Leave no line out; reproduce the listing exactly.

***** Dataset records *****

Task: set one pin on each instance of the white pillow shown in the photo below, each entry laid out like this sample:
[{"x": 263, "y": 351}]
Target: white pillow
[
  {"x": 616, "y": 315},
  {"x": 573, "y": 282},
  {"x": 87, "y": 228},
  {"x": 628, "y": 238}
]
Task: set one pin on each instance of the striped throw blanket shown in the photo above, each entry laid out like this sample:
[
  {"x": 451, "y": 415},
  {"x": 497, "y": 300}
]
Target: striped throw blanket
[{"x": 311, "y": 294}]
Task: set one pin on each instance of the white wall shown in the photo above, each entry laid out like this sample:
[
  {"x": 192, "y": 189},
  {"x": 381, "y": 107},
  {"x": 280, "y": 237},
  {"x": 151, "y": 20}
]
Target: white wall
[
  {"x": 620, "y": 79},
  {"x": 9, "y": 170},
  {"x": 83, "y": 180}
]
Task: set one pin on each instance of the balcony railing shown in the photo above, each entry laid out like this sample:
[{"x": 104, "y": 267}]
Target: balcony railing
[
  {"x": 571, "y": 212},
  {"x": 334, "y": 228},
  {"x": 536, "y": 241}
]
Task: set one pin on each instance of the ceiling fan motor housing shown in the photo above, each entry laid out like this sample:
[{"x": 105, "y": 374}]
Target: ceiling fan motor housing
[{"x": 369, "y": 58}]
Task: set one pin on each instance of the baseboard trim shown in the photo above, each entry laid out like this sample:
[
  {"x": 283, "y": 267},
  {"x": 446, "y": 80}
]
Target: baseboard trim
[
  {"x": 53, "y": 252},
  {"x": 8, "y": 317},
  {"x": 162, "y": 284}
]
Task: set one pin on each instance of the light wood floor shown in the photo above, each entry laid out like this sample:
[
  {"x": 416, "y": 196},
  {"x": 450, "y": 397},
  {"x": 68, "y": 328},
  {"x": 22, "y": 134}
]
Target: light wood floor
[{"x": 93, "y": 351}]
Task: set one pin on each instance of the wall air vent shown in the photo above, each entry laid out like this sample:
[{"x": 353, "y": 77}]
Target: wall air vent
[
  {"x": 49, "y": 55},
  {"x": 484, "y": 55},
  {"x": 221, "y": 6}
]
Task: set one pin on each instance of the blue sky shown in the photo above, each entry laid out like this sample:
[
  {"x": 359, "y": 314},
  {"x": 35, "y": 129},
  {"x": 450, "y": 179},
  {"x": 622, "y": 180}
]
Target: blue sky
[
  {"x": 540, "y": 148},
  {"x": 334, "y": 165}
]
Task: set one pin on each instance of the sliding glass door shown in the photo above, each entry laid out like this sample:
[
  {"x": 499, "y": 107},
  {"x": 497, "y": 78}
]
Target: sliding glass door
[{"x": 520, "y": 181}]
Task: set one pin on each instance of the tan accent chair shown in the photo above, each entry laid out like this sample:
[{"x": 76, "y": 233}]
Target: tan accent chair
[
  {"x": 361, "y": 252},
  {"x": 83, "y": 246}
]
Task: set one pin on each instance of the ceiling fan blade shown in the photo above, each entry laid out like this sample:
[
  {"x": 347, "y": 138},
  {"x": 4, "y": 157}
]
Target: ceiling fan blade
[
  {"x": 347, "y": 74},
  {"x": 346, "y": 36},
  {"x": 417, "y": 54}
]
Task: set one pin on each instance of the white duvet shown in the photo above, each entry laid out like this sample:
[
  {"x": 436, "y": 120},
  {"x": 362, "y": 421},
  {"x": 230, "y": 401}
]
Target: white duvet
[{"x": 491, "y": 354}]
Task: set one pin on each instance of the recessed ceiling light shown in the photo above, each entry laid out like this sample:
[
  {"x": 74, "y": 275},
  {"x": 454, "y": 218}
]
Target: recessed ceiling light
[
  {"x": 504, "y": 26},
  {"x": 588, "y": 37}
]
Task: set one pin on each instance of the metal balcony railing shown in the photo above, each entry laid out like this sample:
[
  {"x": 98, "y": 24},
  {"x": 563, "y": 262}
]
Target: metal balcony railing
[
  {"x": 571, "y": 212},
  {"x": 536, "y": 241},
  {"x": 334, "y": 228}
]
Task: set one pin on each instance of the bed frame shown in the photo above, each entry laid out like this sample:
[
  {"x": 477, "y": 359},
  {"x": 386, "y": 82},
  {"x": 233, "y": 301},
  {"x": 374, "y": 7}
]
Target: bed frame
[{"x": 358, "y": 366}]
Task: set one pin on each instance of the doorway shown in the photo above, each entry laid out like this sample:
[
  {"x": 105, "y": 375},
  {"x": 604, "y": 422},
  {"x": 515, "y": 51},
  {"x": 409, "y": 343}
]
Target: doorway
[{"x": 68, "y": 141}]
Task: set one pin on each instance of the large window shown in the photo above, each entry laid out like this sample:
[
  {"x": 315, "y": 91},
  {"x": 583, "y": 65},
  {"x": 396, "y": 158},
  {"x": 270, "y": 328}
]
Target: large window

*****

Answer box:
Task: set one pin on each instance of the white pillow shown in the photo below, each entry laid out like this sample:
[{"x": 263, "y": 351}]
Target: white pillow
[
  {"x": 616, "y": 315},
  {"x": 573, "y": 282},
  {"x": 87, "y": 228},
  {"x": 628, "y": 238}
]
Task: set one pin on each instance of the striped throw blanket shown in the photo above, each entry laid out like this sample:
[
  {"x": 451, "y": 415},
  {"x": 497, "y": 300}
]
Target: striped throw blanket
[{"x": 311, "y": 294}]
Task: set one pin on each instance of the white wall shown in the photo above, each entry laid out like this sample:
[
  {"x": 192, "y": 189},
  {"x": 381, "y": 107},
  {"x": 280, "y": 237},
  {"x": 151, "y": 20}
]
Target: white wall
[
  {"x": 620, "y": 79},
  {"x": 9, "y": 170},
  {"x": 83, "y": 180}
]
Task: set one pin on each instance of the balcony railing shown in the photo above, each entry laid out like this sample:
[{"x": 104, "y": 267}]
Target: balcony railing
[
  {"x": 571, "y": 212},
  {"x": 334, "y": 228},
  {"x": 536, "y": 241}
]
Task: set one pin on each instance of the ceiling fan motor housing shown in the photo above, each entry laid out like this sample:
[{"x": 105, "y": 374}]
Target: ceiling fan motor housing
[{"x": 369, "y": 58}]
Task: set one pin on each instance of the baseboard trim shown in the photo above, each entry laid out like this sample:
[
  {"x": 283, "y": 267},
  {"x": 446, "y": 80}
]
Target: baseboard trim
[
  {"x": 53, "y": 252},
  {"x": 8, "y": 317},
  {"x": 162, "y": 284}
]
Task: set one pin on each instance of the light wood floor shown in the photo above, each entry laid out like this sample:
[
  {"x": 416, "y": 196},
  {"x": 450, "y": 397},
  {"x": 68, "y": 328},
  {"x": 22, "y": 134}
]
Target: light wood floor
[{"x": 93, "y": 351}]
Task: set one pin on each instance of the wall air vent shown in the photo above, each entry laid out like this sample:
[{"x": 353, "y": 77}]
Target: wall air vent
[
  {"x": 49, "y": 55},
  {"x": 484, "y": 55},
  {"x": 221, "y": 6}
]
Task: set one pin on each instance of the blue sky shown in the photo above, each entry laid out like this sample:
[
  {"x": 359, "y": 314},
  {"x": 35, "y": 129},
  {"x": 450, "y": 179},
  {"x": 622, "y": 180}
]
Target: blue sky
[
  {"x": 540, "y": 148},
  {"x": 334, "y": 165}
]
Task: set one pin on each instance of the sliding glass door shown in the photo above, each entry laid out like this sample:
[
  {"x": 499, "y": 107},
  {"x": 497, "y": 78}
]
Target: sliding glass door
[{"x": 520, "y": 181}]
Task: set one pin on each instance of the tan accent chair shown in the photo above, each entry laid out like this sample:
[{"x": 76, "y": 233}]
Target: tan accent chair
[
  {"x": 361, "y": 252},
  {"x": 83, "y": 246}
]
Task: set one pin on each instance of the ceiling fan blade shown in the photo above, each entry laid out like this sample:
[
  {"x": 347, "y": 138},
  {"x": 4, "y": 157}
]
Target: ceiling fan blade
[
  {"x": 347, "y": 74},
  {"x": 346, "y": 36},
  {"x": 417, "y": 54}
]
Task: set one pin on each instance of the white duvet shown in the photo above, each entry laid out like this sample:
[
  {"x": 436, "y": 120},
  {"x": 362, "y": 421},
  {"x": 230, "y": 401}
]
Target: white duvet
[{"x": 491, "y": 354}]
Task: set one pin on each instance of the recessed ceiling light shown in the photo above, each entry laid out like this sample:
[
  {"x": 74, "y": 275},
  {"x": 454, "y": 218}
]
Target: recessed ceiling light
[
  {"x": 504, "y": 26},
  {"x": 588, "y": 37}
]
Task: set one pin on each instance of the metal balcony railing shown in the photo above, each entry laid out like this sample:
[
  {"x": 98, "y": 24},
  {"x": 563, "y": 262}
]
Target: metal balcony railing
[
  {"x": 571, "y": 212},
  {"x": 536, "y": 241},
  {"x": 334, "y": 228}
]
Task: set one pin on each instance of the bed frame shown in the photo above, each entry laid out like this sample:
[
  {"x": 477, "y": 359},
  {"x": 386, "y": 82},
  {"x": 233, "y": 301},
  {"x": 374, "y": 7}
]
Target: bed frame
[{"x": 358, "y": 366}]
Task: set one pin on each instance of the doorway shown in the photo above, each entry laid out like this sample:
[
  {"x": 105, "y": 375},
  {"x": 604, "y": 422},
  {"x": 515, "y": 51},
  {"x": 409, "y": 343}
]
Target: doorway
[{"x": 68, "y": 141}]
Task: set one pin on each instance of the large window shown in the photo above, each entry laid out like this sample:
[
  {"x": 315, "y": 91},
  {"x": 583, "y": 65},
  {"x": 396, "y": 158},
  {"x": 270, "y": 328}
]
Target: large window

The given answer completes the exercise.